Stated problem: Rewrite the brownfield financing bill from "(d) The method" to "municipality.", changing "advances" to "loans".

Excerpt to read:

+++

September 14, 2010, Introduced by Senators BARCIA, ALLEN, HUNTER, STAMAS, NOFS and CLARKE and referred to the Committee on Commerce and Tourism.
A bill to amend 1996 PA 381, entitled
"Brownfield redevelopment financing act,"
by amending section 13 (MCL 125.2663), as amended by 2007 PA 202.
THE PEOPLE OF THE STATE OF MICHIGAN ENACT:
Sec. 13. (1) Subject to section 15, the board may implement a
brownfield plan. The brownfield plan may apply to 1 or more parcels
of eligible property whether or not those parcels of eligible
property are contiguous and may be amended to apply to additional
parcels of eligible property. Except as otherwise authorized by
this act, if more than 1 eligible property is included within the
plan, the tax increment revenues under the plan shall be determined
individually for each eligible property. Each plan or an amendment
to a plan shall be approved by the governing body of the
municipality and shall contain all of the following:
(a) A description of the costs of the plan intended to be paid
for with the tax increment revenues or, for a plan for eligible
properties qualified on the basis that the property is owned or
under the control of a land bank fast track authority, a listing of
all eligible activities that may be conducted for 1 or more of the
eligible properties subject to the plan.
(b) A brief summary of the eligible activities that are
proposed for each eligible property or, for a plan for eligible
properties qualified on the basis that the property is owned or
under the control of a land bank fast track authority, a brief
summary of eligible activities conducted for 1 or more of the
eligible properties subject to the plan.
(c) An estimate of the captured taxable value and tax
increment revenues for each year of the plan from the eligible
property. The plan may provide for the use of part or all of the
captured taxable value, including deposits in the local site
remediation revolving fund, but the portion intended to be used
shall be clearly stated in the plan. The plan shall not provide
either for an exclusion from captured taxable value of a portion of
the captured taxable value or for an exclusion of the tax levy of 1
or more taxing jurisdictions unless the tax levy is excluded from
tax increment revenues in section 2(dd), or unless the tax levy is
excluded from capture under section 15.
(d) The method by which the costs of the plan will be
financed, including a description of any advances made or
anticipated to be made for the costs of the plan from the
municipality.
(e) The maximum amount of note or bonded indebtedness to be
incurred, if any.

+++

Data provided:

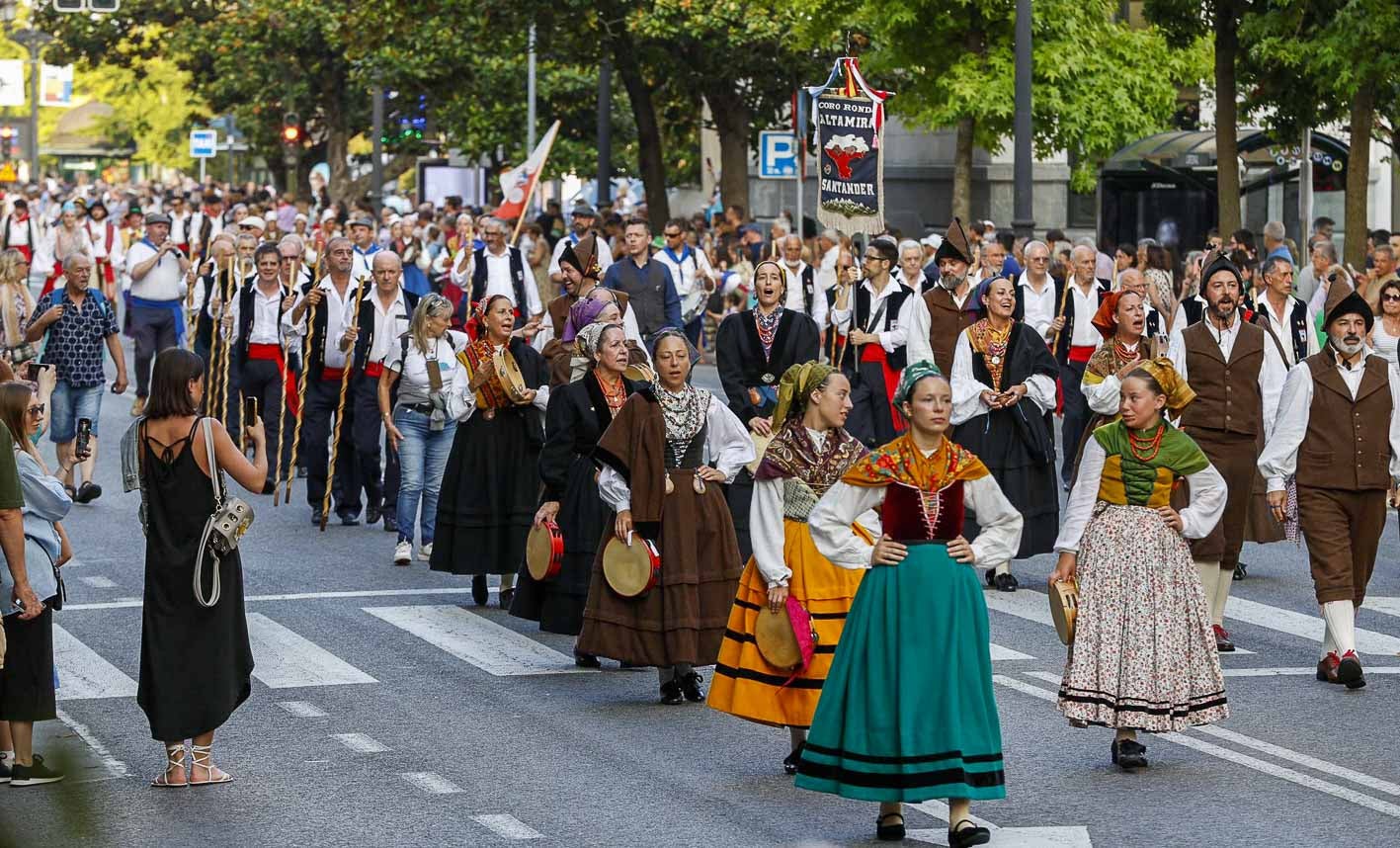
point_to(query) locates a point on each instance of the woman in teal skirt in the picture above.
(926, 726)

+++

Exercise result:
(d) The method by which the costs of the plan will be
financed, including a description of any loans made or
anticipated to be made for the costs of the plan from the
municipality.